> _Task goal_
Please retype the records below exactly as they appear, leaving out every picture.

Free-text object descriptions
·····

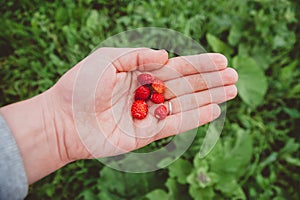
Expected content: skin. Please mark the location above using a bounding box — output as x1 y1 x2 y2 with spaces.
0 48 238 184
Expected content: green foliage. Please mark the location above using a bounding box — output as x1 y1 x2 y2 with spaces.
1 0 300 199
233 56 268 108
206 33 233 57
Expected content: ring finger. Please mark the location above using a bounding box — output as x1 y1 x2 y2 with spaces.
166 85 237 115
164 67 238 99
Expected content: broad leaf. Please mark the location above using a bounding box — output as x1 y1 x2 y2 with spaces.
233 55 268 108
168 158 193 184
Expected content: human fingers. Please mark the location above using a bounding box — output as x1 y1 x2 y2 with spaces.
165 85 237 115
154 104 221 140
164 67 238 99
109 48 169 72
151 53 228 81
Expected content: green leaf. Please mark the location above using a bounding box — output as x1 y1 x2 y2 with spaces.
251 45 272 70
193 156 208 171
258 152 278 172
283 107 300 118
168 158 193 184
98 167 162 198
166 178 192 200
231 186 247 200
98 167 126 195
55 7 68 26
280 138 300 154
145 189 168 200
189 185 214 200
284 156 300 167
98 191 123 200
78 190 97 200
86 10 100 29
228 25 242 46
233 55 268 108
209 129 253 178
288 83 300 98
224 130 253 174
280 60 298 82
215 174 239 195
206 33 233 56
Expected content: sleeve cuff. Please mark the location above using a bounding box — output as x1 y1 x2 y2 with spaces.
0 114 28 199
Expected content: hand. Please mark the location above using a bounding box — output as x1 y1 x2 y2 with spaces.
50 48 238 160
0 48 238 184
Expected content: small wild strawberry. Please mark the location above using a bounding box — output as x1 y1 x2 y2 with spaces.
154 105 168 120
131 100 148 119
137 73 154 85
152 79 165 94
150 93 165 104
134 86 151 100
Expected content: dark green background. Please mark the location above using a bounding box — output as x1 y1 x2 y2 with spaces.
1 0 299 199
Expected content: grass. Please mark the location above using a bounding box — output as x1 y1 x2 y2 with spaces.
1 0 300 199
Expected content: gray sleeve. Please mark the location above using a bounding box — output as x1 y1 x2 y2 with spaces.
0 114 28 200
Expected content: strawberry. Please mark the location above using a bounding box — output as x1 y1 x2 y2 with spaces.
152 79 165 94
150 93 165 104
131 100 148 119
137 73 154 85
154 105 168 120
134 86 151 100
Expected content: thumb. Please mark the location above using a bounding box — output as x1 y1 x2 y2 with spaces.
112 48 169 72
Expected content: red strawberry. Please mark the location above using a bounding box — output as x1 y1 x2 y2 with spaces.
154 105 168 120
134 86 151 100
152 79 165 93
137 73 154 85
131 100 148 119
150 93 165 104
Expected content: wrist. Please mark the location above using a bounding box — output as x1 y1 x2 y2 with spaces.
0 90 69 184
49 83 93 161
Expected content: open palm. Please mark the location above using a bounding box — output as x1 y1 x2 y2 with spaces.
51 48 238 161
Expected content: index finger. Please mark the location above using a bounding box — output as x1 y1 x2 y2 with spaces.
151 53 228 81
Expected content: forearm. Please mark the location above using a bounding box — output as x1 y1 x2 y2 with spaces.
0 90 69 184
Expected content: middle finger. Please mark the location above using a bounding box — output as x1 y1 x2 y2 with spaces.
164 67 238 99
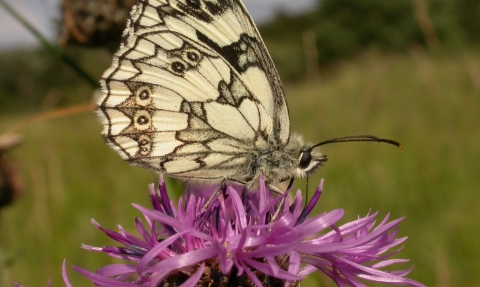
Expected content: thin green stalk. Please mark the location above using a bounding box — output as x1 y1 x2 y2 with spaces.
0 0 99 88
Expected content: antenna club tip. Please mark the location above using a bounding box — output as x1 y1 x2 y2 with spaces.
398 144 403 150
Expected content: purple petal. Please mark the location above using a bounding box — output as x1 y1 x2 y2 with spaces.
149 183 161 213
149 247 218 273
137 231 189 274
242 257 302 281
257 173 268 213
61 260 73 287
285 251 301 287
96 264 137 277
246 242 297 258
295 209 344 237
296 179 324 225
215 241 233 274
267 226 303 245
133 205 213 242
72 265 138 287
134 217 154 245
158 175 175 218
372 259 411 269
228 186 248 229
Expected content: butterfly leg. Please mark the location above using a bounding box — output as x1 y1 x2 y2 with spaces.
268 196 285 223
267 184 285 195
266 184 288 223
198 179 227 217
197 177 249 220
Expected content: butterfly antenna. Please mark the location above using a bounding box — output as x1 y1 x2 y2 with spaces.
312 135 402 149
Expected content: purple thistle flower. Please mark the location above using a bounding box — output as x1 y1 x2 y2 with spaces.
71 175 424 287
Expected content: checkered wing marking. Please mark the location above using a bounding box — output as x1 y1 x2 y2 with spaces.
97 0 290 182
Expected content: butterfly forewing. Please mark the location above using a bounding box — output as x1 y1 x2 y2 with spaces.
134 0 290 141
97 0 291 183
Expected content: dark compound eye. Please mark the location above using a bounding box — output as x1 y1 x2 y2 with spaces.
299 150 312 169
172 61 186 73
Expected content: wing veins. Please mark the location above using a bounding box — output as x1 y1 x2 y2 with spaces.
117 35 267 138
164 2 241 46
123 34 225 98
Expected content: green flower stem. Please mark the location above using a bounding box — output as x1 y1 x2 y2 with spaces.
0 0 98 88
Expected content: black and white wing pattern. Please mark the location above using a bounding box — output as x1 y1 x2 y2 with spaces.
97 0 291 183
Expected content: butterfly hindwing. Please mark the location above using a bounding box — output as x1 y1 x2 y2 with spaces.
97 0 291 182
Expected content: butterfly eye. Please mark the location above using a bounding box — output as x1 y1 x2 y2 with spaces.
299 150 312 169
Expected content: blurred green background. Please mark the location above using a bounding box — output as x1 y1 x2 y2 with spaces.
1 0 479 286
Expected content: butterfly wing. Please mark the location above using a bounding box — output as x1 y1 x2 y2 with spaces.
97 0 290 182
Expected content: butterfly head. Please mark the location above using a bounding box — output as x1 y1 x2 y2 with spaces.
256 133 327 189
287 135 402 184
297 146 327 177
288 134 328 179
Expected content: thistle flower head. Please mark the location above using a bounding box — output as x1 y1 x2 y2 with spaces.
71 176 424 287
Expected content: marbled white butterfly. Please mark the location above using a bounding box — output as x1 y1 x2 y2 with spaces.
97 0 399 193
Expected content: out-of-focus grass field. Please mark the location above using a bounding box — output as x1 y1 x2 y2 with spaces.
1 48 479 286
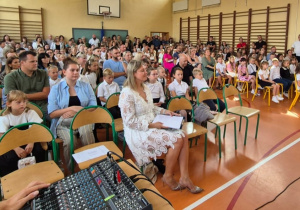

·····

> _Result_
Expected content: skin. Please mark the location above using a bounding box — output as x1 y1 x2 y2 with spaces.
0 48 238 184
Expected content: green foliage. Please mark the location above using a bounding box — output as x1 y1 x2 y2 with spaces.
1 0 300 199
233 56 268 108
206 33 233 57
Expected content: ring finger. Please mark the location above using a bounding box — output as x1 y1 x2 y2 with spaces.
166 85 237 115
164 67 238 99
Expected content: broad leaf. Please mark the location above using a bounding box — output as x1 y1 x2 y2 with spaces.
233 55 268 108
168 158 193 184
Expected content: human fingers. Please mark the location above using a bounding box — output as x1 y1 x2 y2 with spaces.
165 85 237 115
154 104 221 140
164 67 238 99
109 48 169 72
151 53 228 81
Expected content: green leaf. Please mark the location above using a bounding box — output as x1 y1 x2 y2 with spaces.
251 45 272 70
193 156 208 171
258 152 278 172
283 107 300 118
168 158 193 184
98 167 162 198
166 178 192 200
231 186 247 200
98 167 126 195
55 7 68 26
280 138 300 154
145 189 168 200
189 185 214 200
284 156 300 167
98 191 123 200
78 190 97 200
86 10 100 29
228 25 242 46
233 55 268 108
209 129 253 178
288 83 300 98
224 130 253 174
280 60 298 82
215 174 239 195
206 33 233 56
Expected content: sleeve cuff. Please mark the location above using a bounding box — output as x1 y1 x2 y2 with spaces.
0 114 28 199
Expected content: hand. Please mark the location above using a bounding box — output as x1 y1 x2 y2 with spaces.
50 48 238 160
0 48 238 184
Expected content: small wild strawberry. Please mark the location above using a bounding box — output as x1 y1 x2 y2 with spaces.
154 105 168 120
131 100 148 119
137 73 154 85
152 79 165 94
150 93 165 104
134 86 151 100
Expected content: dark green background. Please mark the location above using a bounding box — output as x1 y1 x2 y2 with spaces.
1 0 299 199
Expected content: grass. Please mark the location above using a bounding box — output as x1 y1 x2 y2 with spaces.
1 0 300 199
Expected content: gray sleeve. Please mark the location above using a bounding box — output as x1 y1 x2 y2 with spaces.
0 114 28 200
Expected content: strawberry. Please mark the location above using a bounding box — output as x1 y1 x2 y2 with spaces.
152 79 165 94
150 93 165 104
131 100 148 119
137 73 154 85
154 105 168 120
134 86 151 100
Expected content: thumb. Please mark the location above using a bounding box — output as x1 y1 x2 y2 with spaces.
112 48 169 72
Expected content: red strawberry. Please mark the location above using a bounding box — output as x1 y1 x2 y2 with spaces.
154 105 168 120
134 86 151 100
152 79 165 93
137 73 154 85
131 100 148 119
150 93 165 104
Expected content: wrist. Please mark the location above using a bounding box — output as x1 y1 x2 y2 with spaces.
0 90 69 184
49 83 93 161
Expected content: open palm. Please mark the location above using a bounding box — output as x1 y1 x2 y2 with spaces.
51 48 238 161
Expected content: index finger. Please mark the location above using a bounding box — output as x1 y1 x2 y2 with spaces.
151 53 228 81
Expected content: forearm. Please mark the location above using a bounding box — output as x1 y1 x2 y2 with spaces.
0 90 69 184
Expected content: middle finger. Please mark the location above using a bounding box — output as x1 y1 x2 y2 with spaces.
164 67 238 99
Expected content: thin green stalk. Please mark the location above using a bounding box — output as x1 y1 x2 y2 with spaces.
0 0 99 88
Expected content: antenna club tip. Please mark the location above using a bounding box — output as x1 y1 x2 y2 with spaces.
398 144 403 150
Expected content: purple petal. Please mark the location above using a bounding box — output as x1 y1 x2 y2 with spaces.
149 183 161 213
149 247 218 273
137 231 189 274
242 257 302 281
257 173 268 213
61 260 73 287
285 251 301 287
96 264 137 277
246 242 297 258
295 209 344 237
296 179 324 225
215 241 233 274
267 226 303 245
133 205 213 242
72 265 138 287
134 217 154 245
158 175 175 218
372 259 411 269
228 186 248 229
Expected content: butterfly leg. Please mark the location above using a bounding box — output as x1 y1 x2 y2 with spaces.
268 196 285 223
267 184 285 195
266 184 288 223
198 179 227 217
197 177 249 220
Expected content: butterfly antenna. Please mark the location above using a bounding box — output as x1 y1 x2 y2 with spaces.
312 135 402 149
Expected content: purple thistle flower. Please mark the location above using a bounding box — output as x1 y1 x2 y2 with spaces.
71 175 424 287
Expected content: checkered wing marking. Please mark the location above using a bounding box — output as x1 y1 x2 y2 with spaces.
97 0 290 182
Expected content: butterfly forewing. Please mark the location above using a bounding box — output as x1 y1 x2 y2 with spaces.
134 0 290 141
97 0 291 183
Expected content: dark compound eye. Please mark the location above using a bounding box — output as x1 y1 x2 y2 with spaces.
299 150 312 169
172 61 186 73
Expected content: wing veins. Please mark the location above using a bounding box — output as x1 y1 x2 y2 with spaces.
117 35 267 138
164 2 241 46
123 34 225 98
Expected content: green flower stem. Please mark the location above using a bounding box — output as x1 y1 x2 y2 with spaces.
0 0 98 88
Expected content: black and white wing pattern. Please mark the location above using a bounding box — output as x1 y1 x2 y2 with spaces.
97 0 291 183
Expected content: butterfly hindwing. Please mark the location above using a bounding box — output as x1 y1 x2 y2 with spaces.
97 0 291 182
Expected content: butterfly eye. Please mark the location above using a bounding box — output as x1 y1 x2 y2 with spaces.
299 150 312 169
Expected content: blurred green background. Please mark the location above using a bounding box — output as x1 y1 x2 y2 with spaces.
1 0 479 286
Expected content: butterfly wing. Please mark the location above using a bounding box — output as x1 y1 x2 y2 with spaces.
97 0 290 182
Expected content: butterfly head. Please mark the location above using a bounding box — output as x1 y1 x2 y2 with spaces.
256 133 327 189
287 135 402 184
297 146 327 177
288 134 328 179
Expected content: thistle flower head. Please mark the location above using a bounding box — output as x1 y1 x2 y2 with spaces.
71 176 424 287
Expected content: marbled white butterfly. Please mark the location above using a bounding box — output as x1 y1 x2 y2 with spaces.
97 0 399 193
Expected content: out-of-focus grass field. Please mark the location above using a bounding box — output as x1 y1 x2 y2 with spaces.
1 48 479 286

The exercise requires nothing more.